Lista de tarefas.
**A.** Diga quais são os países e a revista referidos no texto sobre o manifesto da dívida.
**B.** Escreva a parte seguinte do texto sobre o manifesto da dívida, a começar logo depois da última frase.

Texto fornecido.
• • • • •
2035 - a fila para a sopa
Nem vou perder muito tempo com o
tipo de criticas que foram dirigidas ao célebre manifesto sobre a
reestruturação da divida.
Na maior parte dos casos, essas critticas parecem
encomendas de um poder aborrecido por haver quem se atreva a pensar pela sua
própria cabeça.
Quando as criticas são intuitu
personae tornam-se apenas grosseiras.
Aquilo que quero comentar é a
oportunidade e a substância do manifesto.
Quanto à oportunidade, uma questão das que mais criticas mereceu, ocorre-me
o seguinte: «se não agora, quando?». De facto, neste momento ainda estamos sob
intervenção e a forma de sair do Programa de Ajustamento [eufemismo] está sob
discussão. Cito aqui o Economist desta semana, que considera que Portugal teria
necessidade de um programa cautelar, mas que não vai tê-lo – o que é do dominio
público – porque a tanto se opõe a Alemanha.
• • • • •
Conteúdo do material.

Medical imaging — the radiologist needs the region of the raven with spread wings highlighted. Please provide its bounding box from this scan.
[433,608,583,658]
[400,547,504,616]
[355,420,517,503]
• • • • •
Respostas.
**A.** Portugal, Alemanha, Economist

**B.**
Não é dificil de ver que discutir
qualquer espécie de discussão sobre reestruturação da divida depois de sair-mos do programa, é
seguramente mais dificil do que discutir isso agora.
A questão que se coloca é
precisamente a de saber que rumo vai o País tomar depois de sair do ajustamento
[eufemismo]. A questão do “rumo” a tomar é mesmo a mais decisiva com que
Portugal se confronta, e um Governo que se preze tem de a encarar de frente e
tomar posição sobre ela.
Vem aqui a questão da substância: a discussão à volta do tema
«é possível pagar a divida ou não?», parece-me de todo inócua. Há dias ouvia
Vitor Bento na TSF a dizer (com a habitual clareza e concisão) que essa questão não era decisiva, porque
nenhuma divida é paga , sendo paga ao tostão: o que os governos fazem é o roll
over da divida. Necessário é que por conta de juros e mais deficites, a divida
não se avolume.
É uma visão financeira da
questão. Daqui decorre que a divida seria sempre possível de ser paga. Essa é a
posição do governo.
O que não entra aqui em conta são
os custos sociais e politicos do pagamento da divida. Talvez a História ajude:
depois da Iª Guerra Mundial, a Alemanha ficou sobrecarregada com uma divida brutal.
O encargo dessa divida e a mesquinhez dos credores conduziu quase em linha
recta à IIª Guerra Mundial.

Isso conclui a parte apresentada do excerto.